--- Start of Available records ---

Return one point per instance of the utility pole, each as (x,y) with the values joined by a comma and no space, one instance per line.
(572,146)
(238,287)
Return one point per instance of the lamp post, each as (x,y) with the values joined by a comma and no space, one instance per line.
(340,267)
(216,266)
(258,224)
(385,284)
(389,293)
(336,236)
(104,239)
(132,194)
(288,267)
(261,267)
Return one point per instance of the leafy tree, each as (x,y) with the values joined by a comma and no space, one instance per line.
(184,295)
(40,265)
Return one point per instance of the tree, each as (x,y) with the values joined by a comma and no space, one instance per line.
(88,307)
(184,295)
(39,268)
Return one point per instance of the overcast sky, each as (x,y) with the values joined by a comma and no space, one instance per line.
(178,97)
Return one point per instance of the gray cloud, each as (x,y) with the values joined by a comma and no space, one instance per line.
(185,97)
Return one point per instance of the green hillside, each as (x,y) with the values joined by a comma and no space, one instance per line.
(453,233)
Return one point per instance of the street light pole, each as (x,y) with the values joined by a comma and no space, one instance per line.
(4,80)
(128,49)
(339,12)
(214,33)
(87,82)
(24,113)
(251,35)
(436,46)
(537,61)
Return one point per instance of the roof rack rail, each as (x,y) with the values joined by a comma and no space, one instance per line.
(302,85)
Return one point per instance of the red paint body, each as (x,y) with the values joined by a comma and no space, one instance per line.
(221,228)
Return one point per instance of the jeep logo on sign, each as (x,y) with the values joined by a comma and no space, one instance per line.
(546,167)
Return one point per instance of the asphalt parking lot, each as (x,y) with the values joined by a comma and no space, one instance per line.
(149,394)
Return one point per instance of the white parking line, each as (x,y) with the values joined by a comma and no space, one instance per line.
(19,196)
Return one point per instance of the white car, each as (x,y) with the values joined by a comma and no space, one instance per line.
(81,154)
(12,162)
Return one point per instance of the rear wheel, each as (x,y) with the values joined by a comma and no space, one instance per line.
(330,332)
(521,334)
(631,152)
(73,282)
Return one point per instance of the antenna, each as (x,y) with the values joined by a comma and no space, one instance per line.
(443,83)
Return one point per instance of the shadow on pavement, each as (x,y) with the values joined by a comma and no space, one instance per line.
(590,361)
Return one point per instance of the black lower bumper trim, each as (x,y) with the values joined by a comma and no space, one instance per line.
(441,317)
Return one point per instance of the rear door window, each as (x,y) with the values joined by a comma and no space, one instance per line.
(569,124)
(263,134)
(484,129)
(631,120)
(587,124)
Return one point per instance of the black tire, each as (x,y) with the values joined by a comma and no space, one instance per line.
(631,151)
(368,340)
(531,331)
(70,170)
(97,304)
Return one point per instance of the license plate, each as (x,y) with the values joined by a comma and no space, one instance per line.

--- End of Available records ---

● What is required: Rescale the items from the line containing "Return one point per instance of the rear door" through the end of the items, both included, and output only those lines, requests included. Multiply every point coordinate by 2.1 and round to the nearest whole number, rounding halves up.

● Correct answer:
Return one point per instance of the rear door window, each as (x,y) with the values joined by a comma and no space, one instance per line.
(1195,260)
(552,281)
(1016,271)
(1325,252)
(1233,260)
Return one point per instance of the black tire, each as (x,y) with the values joined by a comma and no space, one instance per line.
(1325,317)
(773,714)
(1115,695)
(147,357)
(204,638)
Return one point per instance of the license plate, each as (x,y) with the values joined by a comma and no space, one instance per line.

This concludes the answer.